━━ Material provided

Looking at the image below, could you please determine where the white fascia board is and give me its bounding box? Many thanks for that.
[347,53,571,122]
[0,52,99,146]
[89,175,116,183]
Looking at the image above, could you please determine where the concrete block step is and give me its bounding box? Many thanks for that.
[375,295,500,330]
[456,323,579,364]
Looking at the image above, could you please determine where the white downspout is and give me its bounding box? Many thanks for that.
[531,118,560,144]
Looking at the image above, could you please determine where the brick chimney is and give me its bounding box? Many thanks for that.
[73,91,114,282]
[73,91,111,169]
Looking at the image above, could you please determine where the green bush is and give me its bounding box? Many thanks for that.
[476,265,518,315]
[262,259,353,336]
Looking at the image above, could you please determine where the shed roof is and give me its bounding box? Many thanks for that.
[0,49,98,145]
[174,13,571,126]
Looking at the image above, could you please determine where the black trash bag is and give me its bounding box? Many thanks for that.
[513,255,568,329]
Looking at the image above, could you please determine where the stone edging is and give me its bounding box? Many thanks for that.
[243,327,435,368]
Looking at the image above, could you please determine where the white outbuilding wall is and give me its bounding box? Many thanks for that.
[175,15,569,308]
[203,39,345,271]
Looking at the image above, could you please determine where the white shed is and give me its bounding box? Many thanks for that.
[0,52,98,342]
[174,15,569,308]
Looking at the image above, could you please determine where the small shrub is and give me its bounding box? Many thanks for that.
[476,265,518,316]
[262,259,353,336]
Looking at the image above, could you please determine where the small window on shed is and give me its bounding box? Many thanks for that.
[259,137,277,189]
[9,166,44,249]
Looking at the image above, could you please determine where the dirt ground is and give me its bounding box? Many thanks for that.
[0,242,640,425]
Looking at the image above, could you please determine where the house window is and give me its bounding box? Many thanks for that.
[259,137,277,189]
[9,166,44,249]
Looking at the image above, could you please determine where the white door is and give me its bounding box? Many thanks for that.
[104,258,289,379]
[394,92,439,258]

━━━━

#### The task:
Rewrite the records above with every "bounding box" replaced by "rectangle" and all else left unchanged.

#### Correct answer:
Looking at the image below, could you please determine where the white fascia board is and give me its rectangle? Many thanks for that.
[347,53,571,122]
[0,52,99,146]
[89,175,116,183]
Looking at the image above, could you please determine where the concrete block step is and give me its rectangle? Many thanks for that.
[375,295,500,330]
[456,323,579,364]
Looking at the image above, could you please determine where the white downspout is and give me its rectangle? Many thanks for that.
[531,118,560,144]
Looking at the image above, could you please determine where the brick chimney is and give me its rectangle? Many thanks for that.
[73,91,114,282]
[73,91,111,169]
Looking at the image above, could you please determine where the green bush is and give me its rectangle? Many thanks for that.
[476,265,518,315]
[262,259,353,336]
Looking at the image above, could you please determine where the shed roof is and give me its rectangle? Many thanks for that.
[0,49,98,145]
[174,13,571,126]
Looking at the image above, could you please determine where the black trash bag is and give me its rectangle? Many thanks for that.
[513,255,568,329]
Looking at the image above, could you please determine where the stone edging is and give me its rectangle? Many thanks for that.
[243,327,435,368]
Looking at the image above, could you please determine where the white outbuilding wall is and give me its rectangle? Many thanks for that.
[175,15,569,308]
[203,39,345,271]
Looking at the image above, could you please determine where the white shed is and give me its rectangle? Many thanks for that.
[0,52,98,342]
[174,15,569,308]
Looking at the image above, could you please determine where the small shrub is and give me its rectangle? Many thanks for that.
[476,265,518,316]
[262,259,353,336]
Looking at the image above, could you please determine where the small window on shed is and give me its rectangle? Many thanks for that.
[259,137,277,189]
[9,166,44,249]
Looking at the image above, could you please determine where the dirt ground is and give me its rectangle? Many thanks for that.
[0,242,640,425]
Looking at the image above, could you please determine where the house window is and give me its rectangle? Many thanks for that.
[259,137,277,189]
[9,166,44,249]
Looking at the image above, could you please determine where the white door is and give me its rectangle? Many thanks for that.
[104,258,289,379]
[394,92,439,258]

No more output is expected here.